Exercise details:
Report each line of the data that has "seat" somewhere in it.
▽
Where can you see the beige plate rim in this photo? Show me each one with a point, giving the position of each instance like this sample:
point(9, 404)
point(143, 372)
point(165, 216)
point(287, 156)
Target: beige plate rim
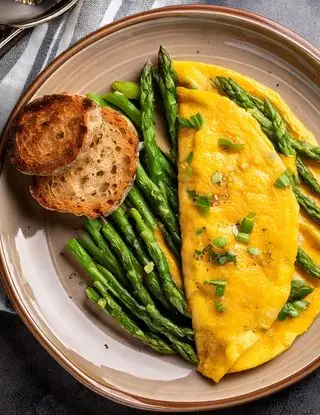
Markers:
point(288, 36)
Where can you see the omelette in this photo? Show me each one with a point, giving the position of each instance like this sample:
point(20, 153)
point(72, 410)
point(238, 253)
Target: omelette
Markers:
point(281, 334)
point(256, 287)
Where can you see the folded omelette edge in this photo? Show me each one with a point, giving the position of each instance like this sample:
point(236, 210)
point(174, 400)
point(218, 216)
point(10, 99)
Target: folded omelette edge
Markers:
point(257, 287)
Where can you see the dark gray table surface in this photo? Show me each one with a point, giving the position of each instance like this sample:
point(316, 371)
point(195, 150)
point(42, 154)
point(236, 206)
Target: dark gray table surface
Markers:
point(31, 382)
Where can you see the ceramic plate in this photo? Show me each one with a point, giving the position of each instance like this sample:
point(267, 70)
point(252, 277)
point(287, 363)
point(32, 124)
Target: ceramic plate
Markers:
point(49, 293)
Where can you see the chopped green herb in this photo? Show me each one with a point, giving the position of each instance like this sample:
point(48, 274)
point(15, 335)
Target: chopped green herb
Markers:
point(189, 158)
point(293, 309)
point(186, 173)
point(220, 286)
point(253, 251)
point(220, 242)
point(216, 178)
point(219, 307)
point(195, 121)
point(200, 231)
point(230, 145)
point(223, 258)
point(299, 290)
point(247, 223)
point(286, 179)
point(149, 267)
point(203, 202)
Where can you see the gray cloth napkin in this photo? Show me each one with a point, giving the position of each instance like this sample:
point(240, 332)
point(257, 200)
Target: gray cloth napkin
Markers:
point(20, 66)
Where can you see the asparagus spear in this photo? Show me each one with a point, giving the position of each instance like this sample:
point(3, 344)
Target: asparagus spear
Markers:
point(137, 201)
point(257, 108)
point(160, 204)
point(135, 278)
point(184, 349)
point(130, 90)
point(120, 101)
point(283, 139)
point(306, 149)
point(173, 293)
point(108, 261)
point(309, 205)
point(307, 176)
point(111, 307)
point(94, 228)
point(151, 278)
point(307, 263)
point(167, 86)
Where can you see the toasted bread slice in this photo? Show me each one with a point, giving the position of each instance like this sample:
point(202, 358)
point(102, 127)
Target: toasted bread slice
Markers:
point(99, 183)
point(52, 132)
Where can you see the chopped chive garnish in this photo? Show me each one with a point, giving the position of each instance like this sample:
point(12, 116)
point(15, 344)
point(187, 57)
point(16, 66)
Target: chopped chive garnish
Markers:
point(149, 267)
point(189, 158)
point(254, 251)
point(243, 237)
point(216, 178)
point(230, 145)
point(220, 286)
point(299, 290)
point(284, 180)
point(247, 223)
point(197, 253)
point(224, 258)
point(220, 242)
point(219, 307)
point(200, 231)
point(203, 202)
point(195, 121)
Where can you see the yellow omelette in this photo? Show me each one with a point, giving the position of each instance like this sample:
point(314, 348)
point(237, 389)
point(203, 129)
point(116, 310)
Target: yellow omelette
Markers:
point(257, 287)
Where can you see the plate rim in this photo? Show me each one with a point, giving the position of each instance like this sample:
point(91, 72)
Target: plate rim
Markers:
point(108, 391)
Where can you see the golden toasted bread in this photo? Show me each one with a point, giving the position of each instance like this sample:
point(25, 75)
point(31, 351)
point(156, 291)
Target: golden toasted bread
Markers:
point(100, 182)
point(52, 133)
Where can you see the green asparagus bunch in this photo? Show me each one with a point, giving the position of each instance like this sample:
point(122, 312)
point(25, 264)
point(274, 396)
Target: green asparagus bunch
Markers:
point(269, 119)
point(166, 78)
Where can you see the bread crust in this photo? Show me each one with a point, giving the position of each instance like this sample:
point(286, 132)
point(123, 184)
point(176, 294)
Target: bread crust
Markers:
point(51, 133)
point(100, 183)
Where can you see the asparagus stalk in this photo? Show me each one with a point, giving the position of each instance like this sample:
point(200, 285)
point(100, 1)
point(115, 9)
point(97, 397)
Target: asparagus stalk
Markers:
point(184, 349)
point(173, 293)
point(167, 86)
point(94, 228)
point(111, 307)
point(120, 101)
point(308, 204)
point(135, 278)
point(131, 90)
point(307, 263)
point(257, 108)
point(137, 200)
point(151, 279)
point(307, 176)
point(160, 204)
point(108, 261)
point(283, 139)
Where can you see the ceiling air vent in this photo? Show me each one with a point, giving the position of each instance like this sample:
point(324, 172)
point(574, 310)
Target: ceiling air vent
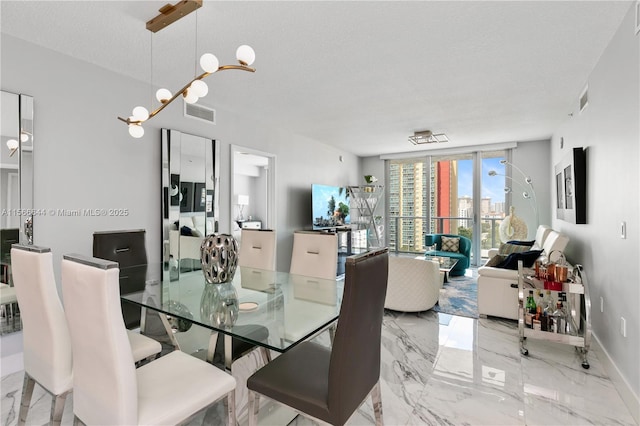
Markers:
point(427, 136)
point(584, 98)
point(199, 112)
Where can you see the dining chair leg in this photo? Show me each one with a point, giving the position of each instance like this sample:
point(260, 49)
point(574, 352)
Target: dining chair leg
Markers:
point(57, 407)
point(376, 398)
point(332, 333)
point(27, 392)
point(266, 355)
point(231, 407)
point(254, 404)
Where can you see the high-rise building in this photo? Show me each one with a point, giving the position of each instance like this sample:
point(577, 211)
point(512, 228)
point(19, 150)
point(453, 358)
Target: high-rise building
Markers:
point(407, 200)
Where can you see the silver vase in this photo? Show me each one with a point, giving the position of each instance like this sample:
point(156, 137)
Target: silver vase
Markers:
point(219, 305)
point(219, 258)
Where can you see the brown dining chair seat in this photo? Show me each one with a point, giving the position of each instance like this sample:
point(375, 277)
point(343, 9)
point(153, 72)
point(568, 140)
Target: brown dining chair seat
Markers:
point(329, 384)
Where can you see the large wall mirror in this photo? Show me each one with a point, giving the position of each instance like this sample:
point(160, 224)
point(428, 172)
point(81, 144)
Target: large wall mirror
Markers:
point(190, 210)
point(16, 193)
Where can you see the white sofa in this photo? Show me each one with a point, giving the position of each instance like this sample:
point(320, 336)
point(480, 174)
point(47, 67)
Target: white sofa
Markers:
point(413, 285)
point(498, 288)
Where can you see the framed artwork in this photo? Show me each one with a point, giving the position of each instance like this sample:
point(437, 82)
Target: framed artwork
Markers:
point(186, 197)
point(571, 187)
point(199, 197)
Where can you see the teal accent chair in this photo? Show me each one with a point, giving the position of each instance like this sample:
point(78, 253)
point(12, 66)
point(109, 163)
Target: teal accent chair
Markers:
point(464, 255)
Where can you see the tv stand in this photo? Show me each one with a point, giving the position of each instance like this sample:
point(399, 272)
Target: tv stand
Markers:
point(345, 245)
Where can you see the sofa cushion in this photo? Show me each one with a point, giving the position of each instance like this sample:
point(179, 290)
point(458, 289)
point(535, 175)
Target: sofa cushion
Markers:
point(514, 247)
point(451, 244)
point(495, 260)
point(527, 257)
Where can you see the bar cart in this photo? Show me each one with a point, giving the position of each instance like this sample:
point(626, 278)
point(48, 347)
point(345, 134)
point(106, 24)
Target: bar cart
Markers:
point(577, 331)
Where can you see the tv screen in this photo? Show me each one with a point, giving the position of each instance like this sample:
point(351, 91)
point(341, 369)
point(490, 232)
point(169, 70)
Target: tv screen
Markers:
point(330, 206)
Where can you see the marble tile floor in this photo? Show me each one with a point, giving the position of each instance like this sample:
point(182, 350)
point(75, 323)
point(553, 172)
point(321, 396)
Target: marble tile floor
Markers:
point(439, 369)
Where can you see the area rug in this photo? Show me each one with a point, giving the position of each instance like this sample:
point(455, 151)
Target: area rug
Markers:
point(459, 296)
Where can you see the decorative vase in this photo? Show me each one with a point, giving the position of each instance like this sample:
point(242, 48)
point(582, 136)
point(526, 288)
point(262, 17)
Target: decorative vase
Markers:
point(219, 305)
point(219, 258)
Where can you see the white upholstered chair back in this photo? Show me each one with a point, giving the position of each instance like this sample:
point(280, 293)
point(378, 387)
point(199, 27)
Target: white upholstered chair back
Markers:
point(258, 249)
point(556, 241)
point(47, 345)
point(105, 387)
point(315, 254)
point(413, 284)
point(541, 235)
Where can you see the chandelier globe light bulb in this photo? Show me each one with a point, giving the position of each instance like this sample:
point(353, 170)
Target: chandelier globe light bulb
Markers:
point(245, 55)
point(163, 95)
point(140, 113)
point(199, 88)
point(136, 130)
point(209, 63)
point(190, 97)
point(12, 144)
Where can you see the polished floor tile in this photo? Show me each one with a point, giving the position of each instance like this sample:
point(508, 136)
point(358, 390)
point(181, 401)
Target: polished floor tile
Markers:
point(440, 369)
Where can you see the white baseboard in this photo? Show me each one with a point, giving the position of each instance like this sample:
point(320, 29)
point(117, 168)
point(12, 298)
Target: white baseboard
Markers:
point(627, 394)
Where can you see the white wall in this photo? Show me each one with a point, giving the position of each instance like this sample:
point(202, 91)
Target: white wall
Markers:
point(534, 159)
point(609, 128)
point(84, 157)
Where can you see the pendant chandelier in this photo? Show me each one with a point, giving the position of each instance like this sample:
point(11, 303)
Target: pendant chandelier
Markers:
point(196, 88)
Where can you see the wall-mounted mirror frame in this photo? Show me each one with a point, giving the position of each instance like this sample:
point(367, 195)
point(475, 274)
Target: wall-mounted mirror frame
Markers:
point(190, 198)
point(16, 190)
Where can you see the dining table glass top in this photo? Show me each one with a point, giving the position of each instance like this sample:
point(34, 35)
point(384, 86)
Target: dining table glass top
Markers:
point(292, 307)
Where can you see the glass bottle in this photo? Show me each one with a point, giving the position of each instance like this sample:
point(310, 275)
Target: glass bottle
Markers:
point(539, 298)
point(559, 319)
point(530, 310)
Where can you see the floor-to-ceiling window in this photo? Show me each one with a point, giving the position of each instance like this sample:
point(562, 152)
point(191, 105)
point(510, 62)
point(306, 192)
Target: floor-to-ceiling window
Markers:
point(452, 194)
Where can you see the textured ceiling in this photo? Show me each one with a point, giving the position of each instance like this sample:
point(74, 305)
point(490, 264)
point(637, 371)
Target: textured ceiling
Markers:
point(359, 75)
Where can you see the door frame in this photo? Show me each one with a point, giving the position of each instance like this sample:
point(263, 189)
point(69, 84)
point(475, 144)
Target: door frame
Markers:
point(270, 221)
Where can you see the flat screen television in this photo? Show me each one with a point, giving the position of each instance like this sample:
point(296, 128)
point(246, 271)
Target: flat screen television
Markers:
point(330, 206)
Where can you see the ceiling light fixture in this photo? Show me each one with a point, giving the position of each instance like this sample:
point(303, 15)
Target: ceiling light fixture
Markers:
point(194, 89)
point(427, 136)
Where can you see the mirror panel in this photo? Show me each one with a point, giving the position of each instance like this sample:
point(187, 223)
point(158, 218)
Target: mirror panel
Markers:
point(190, 201)
point(16, 192)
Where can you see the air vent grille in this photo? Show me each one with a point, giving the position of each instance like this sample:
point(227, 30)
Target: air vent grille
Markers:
point(200, 112)
point(584, 98)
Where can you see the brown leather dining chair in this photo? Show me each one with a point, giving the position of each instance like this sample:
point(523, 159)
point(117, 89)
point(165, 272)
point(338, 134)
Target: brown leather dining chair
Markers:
point(329, 384)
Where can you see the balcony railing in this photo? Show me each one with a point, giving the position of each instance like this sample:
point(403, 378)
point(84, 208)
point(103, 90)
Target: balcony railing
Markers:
point(412, 229)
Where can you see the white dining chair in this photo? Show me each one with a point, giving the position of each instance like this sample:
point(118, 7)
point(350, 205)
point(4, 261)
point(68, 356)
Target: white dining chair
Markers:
point(167, 391)
point(47, 346)
point(315, 254)
point(258, 249)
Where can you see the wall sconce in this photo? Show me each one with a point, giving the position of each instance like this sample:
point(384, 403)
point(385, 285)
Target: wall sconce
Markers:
point(243, 200)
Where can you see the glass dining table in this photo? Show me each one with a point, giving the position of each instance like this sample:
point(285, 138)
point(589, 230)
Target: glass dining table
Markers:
point(293, 308)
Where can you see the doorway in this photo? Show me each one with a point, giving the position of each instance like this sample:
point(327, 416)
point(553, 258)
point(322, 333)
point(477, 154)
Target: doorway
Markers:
point(252, 189)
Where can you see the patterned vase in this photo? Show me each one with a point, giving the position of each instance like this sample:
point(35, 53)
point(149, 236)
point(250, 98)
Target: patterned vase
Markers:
point(219, 258)
point(219, 305)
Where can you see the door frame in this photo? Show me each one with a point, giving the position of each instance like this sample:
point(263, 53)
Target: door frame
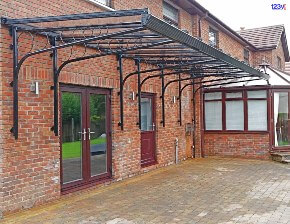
△
Solution to the problem:
Where can you see the brown dining chair seat in this photo? Show me each one with a point, giving the position of each instance like this sample:
Target: brown dining chair seat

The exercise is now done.